**RECORDED INFORMATION**

=======

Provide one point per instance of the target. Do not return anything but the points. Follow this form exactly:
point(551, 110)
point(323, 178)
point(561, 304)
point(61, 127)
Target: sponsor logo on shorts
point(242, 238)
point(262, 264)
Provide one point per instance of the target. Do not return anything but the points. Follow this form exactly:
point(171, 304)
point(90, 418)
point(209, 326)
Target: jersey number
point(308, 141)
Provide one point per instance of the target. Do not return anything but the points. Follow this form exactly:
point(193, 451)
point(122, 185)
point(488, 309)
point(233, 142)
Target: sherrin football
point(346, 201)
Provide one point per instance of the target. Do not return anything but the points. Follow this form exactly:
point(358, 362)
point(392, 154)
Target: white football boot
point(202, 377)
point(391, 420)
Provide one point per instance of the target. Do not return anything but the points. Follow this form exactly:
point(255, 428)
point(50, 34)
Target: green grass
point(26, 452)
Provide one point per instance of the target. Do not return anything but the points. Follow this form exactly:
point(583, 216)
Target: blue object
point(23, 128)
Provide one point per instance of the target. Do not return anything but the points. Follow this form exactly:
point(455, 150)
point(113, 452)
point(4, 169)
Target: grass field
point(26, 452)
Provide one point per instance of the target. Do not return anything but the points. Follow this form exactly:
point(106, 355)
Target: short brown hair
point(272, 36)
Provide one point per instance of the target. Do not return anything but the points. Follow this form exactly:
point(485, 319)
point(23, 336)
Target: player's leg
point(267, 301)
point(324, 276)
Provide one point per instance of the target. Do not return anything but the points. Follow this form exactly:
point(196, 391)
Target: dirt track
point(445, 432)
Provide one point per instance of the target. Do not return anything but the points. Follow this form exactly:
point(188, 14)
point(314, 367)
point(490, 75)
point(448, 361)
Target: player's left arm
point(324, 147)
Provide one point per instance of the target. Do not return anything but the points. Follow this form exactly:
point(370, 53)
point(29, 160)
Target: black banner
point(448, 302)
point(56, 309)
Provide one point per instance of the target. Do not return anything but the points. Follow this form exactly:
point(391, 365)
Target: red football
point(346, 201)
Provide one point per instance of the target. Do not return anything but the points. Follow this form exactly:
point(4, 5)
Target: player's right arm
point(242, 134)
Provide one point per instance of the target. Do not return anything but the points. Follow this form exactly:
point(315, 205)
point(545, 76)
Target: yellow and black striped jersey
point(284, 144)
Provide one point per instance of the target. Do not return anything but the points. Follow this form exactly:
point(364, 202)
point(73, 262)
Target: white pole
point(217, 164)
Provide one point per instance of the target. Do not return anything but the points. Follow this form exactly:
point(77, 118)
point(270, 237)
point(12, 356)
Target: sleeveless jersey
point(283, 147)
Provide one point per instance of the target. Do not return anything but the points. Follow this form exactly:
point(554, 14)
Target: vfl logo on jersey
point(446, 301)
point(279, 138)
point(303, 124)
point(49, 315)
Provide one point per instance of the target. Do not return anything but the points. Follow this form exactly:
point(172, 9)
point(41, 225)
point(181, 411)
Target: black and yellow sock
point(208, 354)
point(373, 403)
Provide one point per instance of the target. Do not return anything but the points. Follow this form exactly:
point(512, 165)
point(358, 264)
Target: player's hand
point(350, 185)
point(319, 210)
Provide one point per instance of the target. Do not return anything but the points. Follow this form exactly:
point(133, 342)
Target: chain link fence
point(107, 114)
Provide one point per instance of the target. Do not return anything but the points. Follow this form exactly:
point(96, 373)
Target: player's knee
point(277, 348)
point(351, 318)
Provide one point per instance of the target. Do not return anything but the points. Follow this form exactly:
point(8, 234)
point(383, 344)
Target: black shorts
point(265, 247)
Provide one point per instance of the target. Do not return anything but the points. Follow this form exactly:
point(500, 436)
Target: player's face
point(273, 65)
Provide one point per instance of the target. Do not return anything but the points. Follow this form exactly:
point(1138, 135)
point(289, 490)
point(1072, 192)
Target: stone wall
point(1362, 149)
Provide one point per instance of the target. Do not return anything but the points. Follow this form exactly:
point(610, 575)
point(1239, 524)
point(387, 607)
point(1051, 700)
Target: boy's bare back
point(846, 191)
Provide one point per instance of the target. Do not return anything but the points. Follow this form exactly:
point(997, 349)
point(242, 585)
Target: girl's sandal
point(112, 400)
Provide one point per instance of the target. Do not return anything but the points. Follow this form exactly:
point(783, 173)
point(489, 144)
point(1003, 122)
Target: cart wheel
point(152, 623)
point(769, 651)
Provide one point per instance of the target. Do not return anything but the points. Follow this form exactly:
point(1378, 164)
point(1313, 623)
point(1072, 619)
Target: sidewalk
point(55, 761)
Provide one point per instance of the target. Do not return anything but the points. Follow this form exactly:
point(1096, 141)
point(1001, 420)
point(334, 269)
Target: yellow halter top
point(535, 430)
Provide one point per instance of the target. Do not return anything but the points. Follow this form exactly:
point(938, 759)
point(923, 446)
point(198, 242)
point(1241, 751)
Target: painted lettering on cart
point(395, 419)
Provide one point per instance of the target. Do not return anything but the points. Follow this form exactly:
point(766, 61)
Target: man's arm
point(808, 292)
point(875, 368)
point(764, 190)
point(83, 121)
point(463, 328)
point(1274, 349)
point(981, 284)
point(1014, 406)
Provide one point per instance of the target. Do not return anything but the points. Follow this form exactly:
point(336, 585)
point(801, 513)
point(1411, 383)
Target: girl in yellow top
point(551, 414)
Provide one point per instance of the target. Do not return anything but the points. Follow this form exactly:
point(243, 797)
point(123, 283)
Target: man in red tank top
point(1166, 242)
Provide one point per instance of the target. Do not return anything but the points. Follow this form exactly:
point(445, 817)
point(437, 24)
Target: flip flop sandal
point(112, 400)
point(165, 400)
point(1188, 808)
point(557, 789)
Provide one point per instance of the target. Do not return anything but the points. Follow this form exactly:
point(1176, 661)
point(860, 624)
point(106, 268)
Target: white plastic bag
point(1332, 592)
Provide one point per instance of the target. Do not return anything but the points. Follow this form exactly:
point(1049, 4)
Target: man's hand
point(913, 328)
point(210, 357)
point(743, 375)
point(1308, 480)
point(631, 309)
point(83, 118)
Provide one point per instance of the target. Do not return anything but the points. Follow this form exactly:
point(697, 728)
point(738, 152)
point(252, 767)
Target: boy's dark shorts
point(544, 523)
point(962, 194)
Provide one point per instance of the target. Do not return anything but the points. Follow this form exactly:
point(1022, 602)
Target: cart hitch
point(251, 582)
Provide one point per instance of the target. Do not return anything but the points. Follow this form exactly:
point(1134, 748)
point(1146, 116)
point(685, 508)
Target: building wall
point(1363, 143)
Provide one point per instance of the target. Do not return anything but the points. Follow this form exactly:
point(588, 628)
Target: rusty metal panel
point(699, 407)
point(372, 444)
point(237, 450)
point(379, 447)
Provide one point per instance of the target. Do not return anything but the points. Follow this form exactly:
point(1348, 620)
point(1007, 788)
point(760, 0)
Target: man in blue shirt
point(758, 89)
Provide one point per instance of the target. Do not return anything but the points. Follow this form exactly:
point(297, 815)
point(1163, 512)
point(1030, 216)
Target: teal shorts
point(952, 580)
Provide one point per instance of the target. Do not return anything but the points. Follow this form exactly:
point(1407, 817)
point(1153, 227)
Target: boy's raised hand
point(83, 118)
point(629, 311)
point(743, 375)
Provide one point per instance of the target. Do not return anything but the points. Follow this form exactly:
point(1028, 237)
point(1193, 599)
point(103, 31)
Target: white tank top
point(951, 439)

=======

**DIRECTIVE**
Transcribe every entry word for word.

**REPLY**
Provide one point per instance of the target. Do not return anything but the points. Follow this form exactly:
point(551, 110)
point(323, 178)
point(561, 304)
point(61, 127)
Target: sponsor logo on shorts
point(242, 238)
point(262, 264)
Provide one point per instance of the target. Do not return anything but the points. Follow this form exactly:
point(171, 304)
point(90, 418)
point(209, 326)
Target: jersey number
point(308, 141)
Provide one point per instance of the target. Do not return anything but the points. Follow this form exactly:
point(193, 451)
point(122, 185)
point(488, 309)
point(233, 142)
Target: sherrin football
point(346, 201)
Provide one point per instance of the target. Do not return anything but the points. Follow this form exactly:
point(358, 362)
point(392, 154)
Target: white football boot
point(202, 377)
point(391, 420)
Provide one point per instance of the target. Do not return anything but the points. Follow this form exactly:
point(255, 428)
point(50, 34)
Target: green grass
point(26, 452)
Provide one point per instance of the target. Do not return anything but the points. Follow this form exactly:
point(583, 216)
Target: blue object
point(23, 128)
Provide one point per instance of the target. Do not return anything but the points. Follow this form exactly:
point(455, 150)
point(113, 452)
point(4, 169)
Target: grass field
point(26, 452)
Provide one point per instance of the target. Do not return anything but the points. Follow this form exactly:
point(106, 355)
Target: short brown hair
point(272, 36)
Provide one point per instance of the target. Do not return anything but the points. Follow this form exactly:
point(485, 319)
point(23, 336)
Target: player's leg
point(267, 301)
point(324, 276)
Provide one point per instance of the target. Do not return anything but the points. Follow this form exactly:
point(196, 391)
Target: dirt track
point(445, 432)
Provide one point per instance of the target. Do not return anything but the points. Follow this form exactly:
point(188, 14)
point(314, 367)
point(490, 75)
point(448, 361)
Target: player's left arm
point(324, 147)
Provide one point per instance of the target. Do not return anything but the points. Follow this form exactly:
point(370, 53)
point(29, 160)
Target: black banner
point(448, 302)
point(56, 309)
Provide one point per instance of the target. Do not return anything but the points. Follow this form exactly:
point(391, 365)
Target: red football
point(346, 201)
Provide one point per instance of the target. Do not return anything but the points. Follow this form exactly:
point(4, 5)
Target: player's right arm
point(242, 134)
Provide one point per instance of the target. Do not return anything but the points. Follow this form exactly:
point(315, 205)
point(545, 76)
Target: yellow and black striped jersey
point(284, 144)
Provide one point per instance of the target. Do not return anything but the points. Follow this form exactly:
point(364, 202)
point(73, 262)
Target: white pole
point(217, 164)
Provide one point per instance of the target. Do not return anything but the points. Follow this form exactly:
point(77, 118)
point(270, 237)
point(12, 356)
Target: sleeveless jersey
point(283, 147)
Provide one point per instance of the target. Do not return anything but the points. Follow this form exactly:
point(554, 14)
Target: vfl logo on jersey
point(446, 301)
point(279, 138)
point(303, 124)
point(49, 315)
Provide one point per instance of the target. Do not return anything but the points. Follow this form exactly:
point(172, 9)
point(41, 225)
point(181, 411)
Target: black and yellow sock
point(208, 354)
point(373, 403)
Provide one point per instance of the target. Do not return anything but the points. Follow this form exactly:
point(512, 165)
point(358, 264)
Target: player's hand
point(350, 185)
point(319, 210)
Provide one point per instance of the target. Do not return anything but the points. Follow this form exactly:
point(133, 342)
Target: chain link fence
point(107, 114)
Provide one point per instance of the target. Do not return anything but the points. Follow this form exactly:
point(96, 373)
Target: player's knee
point(277, 348)
point(351, 318)
Provide one point per instance of the target. Do not return anything but the points. Follow this form exactly:
point(8, 234)
point(383, 344)
Target: black shorts
point(265, 247)
Provide one point per instance of the target. Do not return anything but the points. Follow this form exactly:
point(500, 436)
Target: player's face
point(273, 65)
Provide one point per instance of the target. Do not return anything but the points. Follow this form exactly:
point(1138, 135)
point(289, 490)
point(1072, 192)
Target: stone wall
point(1362, 149)
Provide one point per instance of the target. Do not return anything but the points. Follow this form exactly:
point(610, 575)
point(1239, 524)
point(387, 607)
point(1051, 700)
Target: boy's bare back
point(846, 191)
Provide one point per instance of the target. Do not return anything but the points. Follow this form exactly:
point(997, 349)
point(242, 585)
Target: girl's sandal
point(112, 400)
Provide one point per instance of the target. Do not return anything but the points. Follow this form exactly:
point(783, 173)
point(489, 144)
point(1003, 122)
Target: cart wheel
point(152, 623)
point(769, 651)
Provide one point per instance of the target. Do not return anything but the points. Follow this form exactly:
point(1378, 164)
point(1313, 623)
point(1072, 619)
Target: sidewalk
point(55, 761)
Provide one point per instance of the target. Do not return anything but the points. Follow this form exactly:
point(1096, 141)
point(1001, 420)
point(334, 269)
Target: yellow halter top
point(535, 430)
Provide one point per instance of the target. Do not return anything but the points. Follow this form exactly:
point(938, 759)
point(923, 446)
point(198, 242)
point(1241, 751)
Target: painted lettering on cart
point(395, 419)
Provide one point per instance of the target. Do not return anything but the points. Follow this form exactly:
point(766, 61)
Target: man's arm
point(808, 292)
point(875, 368)
point(764, 190)
point(83, 121)
point(463, 328)
point(1274, 349)
point(981, 284)
point(1014, 406)
Provide one point per instance of the target. Do not return anything but the points. Follow this form exactly:
point(336, 585)
point(801, 513)
point(1411, 383)
Target: girl in yellow top
point(551, 414)
Provide one point per instance of the target. Do not return anything but the points. Follow this form exactly:
point(243, 797)
point(123, 283)
Target: man in red tank top
point(1166, 242)
Provide one point per instance of the target. Do not return anything but the points. Follow this form exactly:
point(445, 817)
point(437, 24)
Target: flip flop sandal
point(112, 400)
point(165, 400)
point(1188, 808)
point(557, 789)
Provide one point per instance of the target. Do not return anything but the points. Follow this form exactly:
point(1176, 661)
point(860, 624)
point(106, 268)
Target: white plastic bag
point(1332, 592)
Provide one point per instance of the target. Do not return anything but the points. Follow this form exactly:
point(1049, 4)
Target: man's hand
point(913, 328)
point(210, 357)
point(743, 375)
point(1308, 480)
point(631, 309)
point(83, 118)
Provide one point per instance of the target. Do not return anything but the points. Follow this form exactly:
point(697, 728)
point(738, 152)
point(252, 767)
Target: boy's dark shorts
point(544, 523)
point(962, 194)
Provide one point per instance of the target. Do not return anything but the points. Follow this form exactly:
point(1022, 602)
Target: cart hitch
point(251, 582)
Provide one point per instance of the target. Do not return anything but the points. Follow this form exactly:
point(1134, 748)
point(1146, 116)
point(685, 508)
Target: building wall
point(1363, 143)
Provide one point per instance of the target. Do not return anything but the points. Follow this form exactly:
point(588, 628)
Target: rusty metal panel
point(699, 407)
point(372, 444)
point(237, 450)
point(379, 447)
Provide one point per instance of the target. Do not return anything but the points. Follow this form exactly:
point(1348, 620)
point(1007, 788)
point(760, 0)
Target: man in blue shirt
point(758, 89)
Provide one point per instance of the target. Do not return anything but the points. Follow this form exactly:
point(297, 815)
point(1163, 512)
point(1030, 216)
Target: teal shorts
point(952, 580)
Provide one point per instance of the target. Do not return anything but the points. Follow this form exactly:
point(1407, 817)
point(1153, 227)
Target: boy's raised hand
point(83, 118)
point(629, 311)
point(743, 375)
Provide one point per instance of the target. Do not return anything but the points. Follow this form exactly:
point(1028, 237)
point(1193, 599)
point(103, 31)
Target: white tank top
point(951, 439)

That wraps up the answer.